• **Task prompt**
Write down, unchanged, the entries from the first line through the line holding "the white kayak". Include no other line.

• **Dataset records**

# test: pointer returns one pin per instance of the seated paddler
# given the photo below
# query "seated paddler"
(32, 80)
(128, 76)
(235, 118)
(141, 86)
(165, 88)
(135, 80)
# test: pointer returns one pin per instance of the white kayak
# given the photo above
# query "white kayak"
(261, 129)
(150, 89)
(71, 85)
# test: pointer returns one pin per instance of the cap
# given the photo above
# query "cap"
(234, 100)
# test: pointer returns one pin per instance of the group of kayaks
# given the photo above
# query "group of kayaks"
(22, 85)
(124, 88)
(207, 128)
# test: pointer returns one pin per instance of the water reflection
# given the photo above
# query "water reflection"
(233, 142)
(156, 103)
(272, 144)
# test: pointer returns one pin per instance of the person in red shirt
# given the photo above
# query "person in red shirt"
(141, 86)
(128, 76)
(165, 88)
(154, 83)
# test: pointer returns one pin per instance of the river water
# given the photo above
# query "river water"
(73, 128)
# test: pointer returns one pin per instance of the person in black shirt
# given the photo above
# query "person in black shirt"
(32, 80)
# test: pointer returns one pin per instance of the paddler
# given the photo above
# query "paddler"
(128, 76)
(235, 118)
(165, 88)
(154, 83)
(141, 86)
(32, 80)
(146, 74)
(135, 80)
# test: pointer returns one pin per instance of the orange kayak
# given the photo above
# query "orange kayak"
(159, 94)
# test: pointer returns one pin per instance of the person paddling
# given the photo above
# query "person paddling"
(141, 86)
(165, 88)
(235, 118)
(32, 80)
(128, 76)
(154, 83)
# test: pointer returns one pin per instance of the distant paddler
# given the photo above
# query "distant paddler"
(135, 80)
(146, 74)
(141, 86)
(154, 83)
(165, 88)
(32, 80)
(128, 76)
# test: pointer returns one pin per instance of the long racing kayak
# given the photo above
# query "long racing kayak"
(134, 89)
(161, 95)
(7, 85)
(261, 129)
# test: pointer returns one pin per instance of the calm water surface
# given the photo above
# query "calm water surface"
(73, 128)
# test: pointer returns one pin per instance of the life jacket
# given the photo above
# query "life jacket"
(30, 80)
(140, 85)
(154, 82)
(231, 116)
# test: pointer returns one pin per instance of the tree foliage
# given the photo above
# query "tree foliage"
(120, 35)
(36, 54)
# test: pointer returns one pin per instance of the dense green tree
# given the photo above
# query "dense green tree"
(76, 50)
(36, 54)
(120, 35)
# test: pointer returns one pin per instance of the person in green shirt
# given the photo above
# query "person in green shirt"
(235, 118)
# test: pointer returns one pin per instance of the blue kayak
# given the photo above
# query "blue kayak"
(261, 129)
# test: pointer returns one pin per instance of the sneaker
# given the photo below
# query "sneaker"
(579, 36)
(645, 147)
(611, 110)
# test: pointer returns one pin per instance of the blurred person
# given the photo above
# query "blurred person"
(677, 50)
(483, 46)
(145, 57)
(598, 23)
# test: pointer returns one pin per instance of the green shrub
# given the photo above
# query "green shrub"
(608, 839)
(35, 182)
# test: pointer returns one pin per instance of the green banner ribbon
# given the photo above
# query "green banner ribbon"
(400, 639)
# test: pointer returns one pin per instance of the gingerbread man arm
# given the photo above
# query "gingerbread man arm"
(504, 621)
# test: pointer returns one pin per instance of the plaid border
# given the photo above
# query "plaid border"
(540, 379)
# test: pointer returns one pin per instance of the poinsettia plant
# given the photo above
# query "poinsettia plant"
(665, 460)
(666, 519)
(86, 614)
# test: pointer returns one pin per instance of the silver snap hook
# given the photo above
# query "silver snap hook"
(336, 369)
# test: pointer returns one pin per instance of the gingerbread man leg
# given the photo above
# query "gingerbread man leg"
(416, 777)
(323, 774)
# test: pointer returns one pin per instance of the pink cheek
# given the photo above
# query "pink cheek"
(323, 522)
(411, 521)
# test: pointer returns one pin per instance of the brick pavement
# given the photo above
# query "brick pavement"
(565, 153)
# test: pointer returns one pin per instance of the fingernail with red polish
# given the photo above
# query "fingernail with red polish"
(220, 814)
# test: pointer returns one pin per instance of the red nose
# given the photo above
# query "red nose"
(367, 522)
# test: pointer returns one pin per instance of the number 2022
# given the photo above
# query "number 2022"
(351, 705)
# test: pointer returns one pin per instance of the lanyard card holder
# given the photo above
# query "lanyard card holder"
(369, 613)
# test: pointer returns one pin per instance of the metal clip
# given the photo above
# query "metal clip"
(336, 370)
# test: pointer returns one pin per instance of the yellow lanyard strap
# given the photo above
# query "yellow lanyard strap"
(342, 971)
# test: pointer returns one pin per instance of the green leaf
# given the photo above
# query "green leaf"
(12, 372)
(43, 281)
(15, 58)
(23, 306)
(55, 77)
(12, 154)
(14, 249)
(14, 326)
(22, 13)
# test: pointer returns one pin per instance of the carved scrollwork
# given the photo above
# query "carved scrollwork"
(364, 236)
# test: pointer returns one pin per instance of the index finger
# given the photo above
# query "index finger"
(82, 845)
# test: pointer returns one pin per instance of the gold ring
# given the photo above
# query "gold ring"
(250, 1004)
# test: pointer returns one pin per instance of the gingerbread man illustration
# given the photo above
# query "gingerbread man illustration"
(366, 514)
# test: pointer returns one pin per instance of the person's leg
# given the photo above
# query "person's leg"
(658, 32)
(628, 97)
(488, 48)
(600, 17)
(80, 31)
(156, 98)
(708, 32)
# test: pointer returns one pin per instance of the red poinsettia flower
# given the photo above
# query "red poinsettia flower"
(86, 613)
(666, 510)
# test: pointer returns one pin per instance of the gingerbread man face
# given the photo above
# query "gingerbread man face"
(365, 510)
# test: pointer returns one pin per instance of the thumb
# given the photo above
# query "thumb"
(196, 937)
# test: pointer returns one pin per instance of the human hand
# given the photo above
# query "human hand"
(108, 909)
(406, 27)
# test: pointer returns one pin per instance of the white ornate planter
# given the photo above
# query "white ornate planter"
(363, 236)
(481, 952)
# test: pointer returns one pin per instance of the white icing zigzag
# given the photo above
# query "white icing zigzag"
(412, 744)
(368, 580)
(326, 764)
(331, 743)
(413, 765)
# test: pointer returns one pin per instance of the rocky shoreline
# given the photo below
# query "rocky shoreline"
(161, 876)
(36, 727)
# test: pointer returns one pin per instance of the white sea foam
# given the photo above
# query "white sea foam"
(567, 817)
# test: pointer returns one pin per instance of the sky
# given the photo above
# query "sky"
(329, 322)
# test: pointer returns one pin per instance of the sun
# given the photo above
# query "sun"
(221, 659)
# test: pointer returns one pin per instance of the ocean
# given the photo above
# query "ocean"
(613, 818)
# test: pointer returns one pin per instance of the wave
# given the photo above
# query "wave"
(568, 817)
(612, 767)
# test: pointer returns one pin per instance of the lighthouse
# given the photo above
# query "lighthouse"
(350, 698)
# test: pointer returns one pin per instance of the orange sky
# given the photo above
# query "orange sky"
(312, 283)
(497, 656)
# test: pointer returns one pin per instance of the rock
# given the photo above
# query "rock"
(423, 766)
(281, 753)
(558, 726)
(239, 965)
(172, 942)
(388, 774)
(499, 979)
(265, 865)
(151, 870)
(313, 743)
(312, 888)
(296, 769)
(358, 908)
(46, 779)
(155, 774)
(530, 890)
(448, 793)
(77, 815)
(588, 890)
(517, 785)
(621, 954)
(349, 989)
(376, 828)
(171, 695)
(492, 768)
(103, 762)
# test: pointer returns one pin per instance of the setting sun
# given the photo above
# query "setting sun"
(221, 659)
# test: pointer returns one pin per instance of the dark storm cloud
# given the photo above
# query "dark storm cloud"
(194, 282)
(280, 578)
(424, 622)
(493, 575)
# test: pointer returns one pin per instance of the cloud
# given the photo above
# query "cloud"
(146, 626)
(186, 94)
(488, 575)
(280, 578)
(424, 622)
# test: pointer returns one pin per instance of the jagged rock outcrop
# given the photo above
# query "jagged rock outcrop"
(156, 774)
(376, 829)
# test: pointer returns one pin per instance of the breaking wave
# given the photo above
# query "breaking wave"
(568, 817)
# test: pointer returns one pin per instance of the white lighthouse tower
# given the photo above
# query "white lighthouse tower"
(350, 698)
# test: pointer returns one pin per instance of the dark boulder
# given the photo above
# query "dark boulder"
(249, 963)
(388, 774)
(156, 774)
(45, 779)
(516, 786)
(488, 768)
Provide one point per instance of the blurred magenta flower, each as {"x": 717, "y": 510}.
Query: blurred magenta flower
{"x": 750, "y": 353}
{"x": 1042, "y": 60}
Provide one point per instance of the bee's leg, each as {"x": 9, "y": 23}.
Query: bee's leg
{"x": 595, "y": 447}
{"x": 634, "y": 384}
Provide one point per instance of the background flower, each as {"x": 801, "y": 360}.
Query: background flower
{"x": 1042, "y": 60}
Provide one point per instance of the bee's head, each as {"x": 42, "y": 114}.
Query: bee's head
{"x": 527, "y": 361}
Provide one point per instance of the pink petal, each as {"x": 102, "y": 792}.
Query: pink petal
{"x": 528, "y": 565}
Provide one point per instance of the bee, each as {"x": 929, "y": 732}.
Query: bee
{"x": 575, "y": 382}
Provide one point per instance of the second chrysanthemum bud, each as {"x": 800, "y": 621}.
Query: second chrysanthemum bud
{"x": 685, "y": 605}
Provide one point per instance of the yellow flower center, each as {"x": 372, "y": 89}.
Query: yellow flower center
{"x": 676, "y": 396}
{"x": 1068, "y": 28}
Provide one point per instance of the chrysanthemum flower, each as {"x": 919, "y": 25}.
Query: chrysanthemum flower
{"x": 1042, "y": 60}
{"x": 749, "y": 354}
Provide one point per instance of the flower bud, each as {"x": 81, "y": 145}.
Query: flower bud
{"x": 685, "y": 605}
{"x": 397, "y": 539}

• **Finished exercise**
# test: pointer returns one pin per instance of the seated paddler
# given the photo below
# query "seated paddler"
(32, 80)
(128, 76)
(235, 118)
(141, 86)
(165, 88)
(135, 80)
# test: pointer returns one pin per instance of the white kayak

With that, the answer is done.